The unbearability of problem neighbours is in inverse ratio to their proximity. Share a party wall with them and you'll be praying for an early death – preferably theirs. Live far enough away, though, and you may feel they have a diverting Rabelasian quality, which is ideal for whiling away a Tuesday evening. See Neighbours from Hell passim and any recent episode of Shameless for an example of the effect. And now see Neighbourhood Watched too, which sounds as if it should be about CCTV cameras but is actually about housing officers, the poor beleaguered types who are sometimes the only thing standing between the quiet couple next door and imminent nervous breakdown. Housing officers like Sarah Chilton, who has 200 properties to look after in the Pennine town of Mossley, with a mere handful taking up most of her working week.

She's been seeing a lot of Janet, you can tell, a stocky woman with five children that Janet probably thinks of as "lively" but most of her neighbours regard as holy terrors. You could tell quite a lot about the moral universe that this family inhabited by the rare disciplinary phrases that did make it on to the soundtrack, in-between a meek and self-pitying explanation that none of the trouble was Janet's fault: "Don't be stealing no more vodka," she bellowed at one child, while another – wrestling on the kitchen floor – was brought in line with a stern admonition: "Ben! You don't fight with a cigarette in your hand!" Fight, by all means, but put the fag down first.

You suspected that what Janet referred to as "a few lickle drinks" probably wasn't very lickle at all, and that she may have been lacking in diplomatic skills when it came to neighbour placation. I'm not sure that Sarah had turned up with legal action in mind, but after Janet had broken off their conversation to have a wheezing chat on her mobile phone, leaving Sarah poised in mid-rebuke, she changed her mind. And Janet – despite a lot of bluster about how little she cared and how unbudgeable she was – suddenly got a little more realistic in the face of the threat of eviction: "Realistically, I should just turn into a nun," she grumbled, unrealistically, but, though still some way short of the novitiate, the curve of nuisance was at last downwards.

Janet was an absolute poppet compared to some of the other tenants featured in the programme, who included a man who seemed to be dismantling his own house piecemeal from the inside and a charming type who was lodging two giant mastiffs in a shed, full of their own excrement at the back of a block of flats. This last infringement was discovered by Julie, a Preston housing officer who got caught by an unexpected shift in the wind and promptly disappeared off screen to throw up. Meanwhile, Sarah was dealing with Paul, a heavy-metal fan whose giant speakers were backed up against his neighbour's bedroom wall, a fact that hadn't inhibited him from death-metal medleys at two in the morning. Paul looked mildly startled to hear that anyone might object to this, but it's also possible that he couldn't hear anything below 100 decibels anymore and was just putting on an expression that he thought would look appropriately contrite. The man who was demolishing his house, incidentally, finally succeeded in demolishing himself. As soon as the police incident tape was down, the housing association builders went in, cleared the residue of his chaotic life into a skip and created a little dream home for an old lady who looked unlikely to start bonfires on the communal lawn or have fistfights in the early hours, which was a bit of a result for the man upstairs.

Exercise
Rewrite the review of Neighbourhood Watched between "She's been seeing" and "fag down first.", inclusive, changing "vodka" to "gin". Rely on the review alone.

Extracted records
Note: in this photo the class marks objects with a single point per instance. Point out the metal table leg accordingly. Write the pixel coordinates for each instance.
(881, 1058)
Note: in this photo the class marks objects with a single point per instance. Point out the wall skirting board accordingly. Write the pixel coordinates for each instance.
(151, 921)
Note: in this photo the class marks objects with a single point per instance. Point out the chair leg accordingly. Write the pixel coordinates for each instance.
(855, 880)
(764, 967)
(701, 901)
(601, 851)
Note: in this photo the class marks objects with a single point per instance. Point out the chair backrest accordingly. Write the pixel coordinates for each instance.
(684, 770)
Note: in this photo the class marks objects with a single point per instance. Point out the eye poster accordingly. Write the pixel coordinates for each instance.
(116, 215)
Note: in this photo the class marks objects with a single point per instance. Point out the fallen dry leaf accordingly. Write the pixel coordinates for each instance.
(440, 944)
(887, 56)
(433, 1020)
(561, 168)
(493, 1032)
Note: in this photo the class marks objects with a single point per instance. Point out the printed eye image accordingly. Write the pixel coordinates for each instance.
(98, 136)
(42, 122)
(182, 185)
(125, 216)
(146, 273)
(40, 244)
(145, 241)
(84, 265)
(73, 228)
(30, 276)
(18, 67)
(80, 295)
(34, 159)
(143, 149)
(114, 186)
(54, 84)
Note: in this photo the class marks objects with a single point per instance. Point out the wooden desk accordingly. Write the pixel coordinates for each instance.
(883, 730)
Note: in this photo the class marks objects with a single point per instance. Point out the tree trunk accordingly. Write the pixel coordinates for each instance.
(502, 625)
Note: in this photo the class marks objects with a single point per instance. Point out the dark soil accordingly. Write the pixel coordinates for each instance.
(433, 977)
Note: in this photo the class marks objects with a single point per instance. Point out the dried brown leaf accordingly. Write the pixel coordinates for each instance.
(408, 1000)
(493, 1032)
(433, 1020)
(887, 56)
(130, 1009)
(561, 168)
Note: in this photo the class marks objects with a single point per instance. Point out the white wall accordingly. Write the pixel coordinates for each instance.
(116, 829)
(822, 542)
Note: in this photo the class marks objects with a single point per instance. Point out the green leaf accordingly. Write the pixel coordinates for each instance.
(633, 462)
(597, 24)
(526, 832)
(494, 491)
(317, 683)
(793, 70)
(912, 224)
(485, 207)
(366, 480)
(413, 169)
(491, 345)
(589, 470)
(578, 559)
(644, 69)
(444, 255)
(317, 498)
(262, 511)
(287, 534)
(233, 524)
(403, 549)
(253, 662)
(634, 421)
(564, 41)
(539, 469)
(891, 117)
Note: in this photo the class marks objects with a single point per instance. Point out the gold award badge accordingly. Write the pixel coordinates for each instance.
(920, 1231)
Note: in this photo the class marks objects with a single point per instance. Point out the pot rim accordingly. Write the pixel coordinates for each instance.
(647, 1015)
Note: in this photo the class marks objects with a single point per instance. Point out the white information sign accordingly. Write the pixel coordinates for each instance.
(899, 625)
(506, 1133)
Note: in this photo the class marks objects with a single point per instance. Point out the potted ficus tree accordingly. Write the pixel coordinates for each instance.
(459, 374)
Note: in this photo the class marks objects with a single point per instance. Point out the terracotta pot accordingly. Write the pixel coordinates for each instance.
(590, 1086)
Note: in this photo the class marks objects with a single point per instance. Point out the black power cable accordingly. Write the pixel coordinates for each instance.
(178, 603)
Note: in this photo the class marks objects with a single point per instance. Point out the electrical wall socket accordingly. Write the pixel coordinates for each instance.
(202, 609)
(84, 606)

Result of this exercise
She's been seeing a lot of Janet, you can tell, a stocky woman with five children that Janet probably thinks of as "lively" but most of her neighbours regard as holy terrors. You could tell quite a lot about the moral universe that this family inhabited by the rare disciplinary phrases that did make it on to the soundtrack, in-between a meek and self-pitying explanation that none of the trouble was Janet's fault: "Don't be stealing no more gin," she bellowed at one child, while another – wrestling on the kitchen floor – was brought in line with a stern admonition: "Ben! You don't fight with a cigarette in your hand!" Fight, by all means, but put the fag down first.